Sultan Abul Nashar Muhammad Ishaq Zainulmutaqin yang merupakan sultan yang menggantikan Sultan Abu Mahasin Muhammad Zainul Abidin kemudian diasingkan dan dibuang ke Batavia. Dari peristiwa tersebut, wilayah Kerajaan Banten pun menjadi wilayah kekuasaan Hindia-Belanda dengan ditandai oleh pengumuman resmi dari Deandels pada 22 November 1808.
Akhirnya pada tahun 1813, pemerintahan kolonial Inggris yang kala itu berkuasa ditanah Nusantara resmi menghapus Kesultanan Banten. Pada tahun yang sama pula Sultan Muhammad bin Muhammad Muhyiddin Zainussalihin yang merupakan pimpinan dari sisa-sisa kerajaan di Banten tersebut dilucuti dan dipaksa turun tahta oleh Thomas Stamford Raffles. Inilah masa dimana Kerajaan di Banten pun berakhir.

B.     Wilayah Kekuasaan Kerajaan Banten
Secara geografis, Kerajaan Banten terletak di propinsi Banten. Wilayah kekuasaan Banten meliputi bagian barat Pulau Jawa, seluruh wilayah Lampung, dan sebagian wilayah selatan Jawa Barat. Situs peninggalan Kerajaan Banten tersebar di beberapa kota seperti Tangerang, Serang, Cilegon, dan Pandeglang. Pada mulanya, wilayah Kesultanan Banten termasuk dalam kekuasaan Kerajaan Sunda.
Awal perkembangan kerajaan banten Semula Banten menjadi daerah kekuasaan Kerajaan Pajajaran. Rajanya (Samiam) mengadakan hubungan dengan Portugis di Malaka untuk membendung meluasnya kekuasaan Demak. Namun melalui, Faletehan, Demak berhasil menduduki Banten, Sunda Kelapa, dan Cirebon.

# # #

* TUGAS YANG DIKERJAKAN
A - Tentukan apakah tiap pernyataan berikut sesuai dengan teks tentang Kerajaan Banten, lalu jawab ya atau tidak disertai kutipan kata-kata teks yang menjadi penentunya. (i) Kesultanan Banten dihapus secara resmi oleh pemerintahan kolonial Inggris pada tahun 1813. (ii) Wilayah kekuasaan Banten meliputi seluruh Pulau Jawa. (iii) Sultan Abul Nashar Muhammad Ishaq Zainulmutaqin diasingkan ke Malaka.
B - Menurut teks tentang Kerajaan Banten, pada tanggal berapa Deandels mengeluarkan pengumuman resmi yang menandai masuknya wilayah Kerajaan Banten ke dalam kekuasaan Hindia-Belanda?

(Data yang diambil dari sebuah koleksi)
# # #

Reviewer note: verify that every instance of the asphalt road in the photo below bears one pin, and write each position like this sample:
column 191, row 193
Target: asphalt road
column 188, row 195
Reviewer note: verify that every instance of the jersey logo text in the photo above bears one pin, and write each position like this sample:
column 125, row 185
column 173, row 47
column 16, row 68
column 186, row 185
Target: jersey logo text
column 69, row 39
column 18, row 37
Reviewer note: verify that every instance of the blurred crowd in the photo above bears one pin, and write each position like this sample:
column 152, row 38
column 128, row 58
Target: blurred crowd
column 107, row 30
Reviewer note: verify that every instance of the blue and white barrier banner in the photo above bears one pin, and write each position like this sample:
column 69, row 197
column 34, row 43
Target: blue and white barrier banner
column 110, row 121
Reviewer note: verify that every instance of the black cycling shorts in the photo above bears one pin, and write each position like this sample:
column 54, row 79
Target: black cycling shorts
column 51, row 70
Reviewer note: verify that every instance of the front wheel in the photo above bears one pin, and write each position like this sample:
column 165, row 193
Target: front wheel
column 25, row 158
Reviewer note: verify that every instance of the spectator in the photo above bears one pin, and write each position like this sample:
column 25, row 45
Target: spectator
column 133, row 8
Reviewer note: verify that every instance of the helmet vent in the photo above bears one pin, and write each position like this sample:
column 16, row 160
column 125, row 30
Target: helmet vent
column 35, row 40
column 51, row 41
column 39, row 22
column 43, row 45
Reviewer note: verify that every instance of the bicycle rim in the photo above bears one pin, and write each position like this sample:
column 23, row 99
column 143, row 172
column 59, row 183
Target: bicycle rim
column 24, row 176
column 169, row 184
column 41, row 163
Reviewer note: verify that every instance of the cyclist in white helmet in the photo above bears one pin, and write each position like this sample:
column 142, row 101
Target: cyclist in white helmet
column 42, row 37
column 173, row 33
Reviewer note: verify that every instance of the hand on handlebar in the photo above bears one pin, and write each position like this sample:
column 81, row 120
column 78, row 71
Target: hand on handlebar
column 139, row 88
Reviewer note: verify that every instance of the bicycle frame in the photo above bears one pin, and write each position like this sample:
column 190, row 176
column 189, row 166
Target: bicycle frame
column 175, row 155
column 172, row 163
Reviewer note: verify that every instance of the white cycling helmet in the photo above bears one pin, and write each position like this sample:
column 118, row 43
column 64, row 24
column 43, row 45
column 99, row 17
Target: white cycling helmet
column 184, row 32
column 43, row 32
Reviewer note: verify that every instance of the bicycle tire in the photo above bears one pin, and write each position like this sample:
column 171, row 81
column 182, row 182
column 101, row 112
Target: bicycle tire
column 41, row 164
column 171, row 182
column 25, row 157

# # #

* JAWABAN TIAP TUGAS
A -
(i) Ya: "pada tahun 1813, pemerintahan kolonial Inggris yang kala itu berkuasa ditanah Nusantara resmi menghapus Kesultanan Banten."
(ii) Tidak: "Wilayah kekuasaan Banten meliputi bagian barat Pulau Jawa, seluruh wilayah Lampung, dan sebagian wilayah selatan Jawa Barat."
(iii) Tidak: "diasingkan dan dibuang ke Batavia."

B - Pada 22 November 1808.